:: GOAL OF THE EXERCISE ::
Rewrite the lines starting at the one containing "the black jacket?" and ending at the last line, requests included. Shift every polygon coordinate in the answers up by 130.

:: DATA FOR PROCESSING ::
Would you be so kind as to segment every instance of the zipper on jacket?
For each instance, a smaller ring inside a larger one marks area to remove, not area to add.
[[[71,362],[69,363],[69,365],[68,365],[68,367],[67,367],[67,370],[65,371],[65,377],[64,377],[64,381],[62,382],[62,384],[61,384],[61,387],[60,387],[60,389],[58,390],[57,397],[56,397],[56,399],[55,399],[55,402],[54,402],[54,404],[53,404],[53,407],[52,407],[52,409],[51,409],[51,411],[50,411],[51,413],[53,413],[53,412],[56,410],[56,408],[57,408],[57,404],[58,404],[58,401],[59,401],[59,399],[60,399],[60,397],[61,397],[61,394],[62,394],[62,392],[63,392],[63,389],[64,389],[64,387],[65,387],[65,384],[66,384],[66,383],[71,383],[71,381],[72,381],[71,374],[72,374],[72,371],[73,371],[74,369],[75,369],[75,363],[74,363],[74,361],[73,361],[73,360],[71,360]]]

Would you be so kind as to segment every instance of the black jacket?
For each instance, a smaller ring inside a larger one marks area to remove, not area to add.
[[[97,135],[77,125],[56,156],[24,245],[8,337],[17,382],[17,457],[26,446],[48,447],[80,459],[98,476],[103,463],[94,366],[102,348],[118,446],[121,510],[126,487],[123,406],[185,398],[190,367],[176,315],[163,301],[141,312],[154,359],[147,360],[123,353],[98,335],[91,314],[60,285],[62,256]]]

:: CORRECT ANSWER ::
Would you be so kind as to segment every instance of the black jacket?
For each instance, a smaller ring inside a larger one marks area to remove, not area to add.
[[[227,265],[207,255],[186,286],[154,375],[138,467],[147,512],[147,587],[156,576],[178,577],[210,589],[228,606],[233,593],[224,496],[232,478],[248,576],[251,640],[256,617],[253,536],[315,528],[320,497],[306,445],[293,431],[271,442],[284,489],[277,490],[253,483],[228,465],[221,444],[190,415],[192,386]]]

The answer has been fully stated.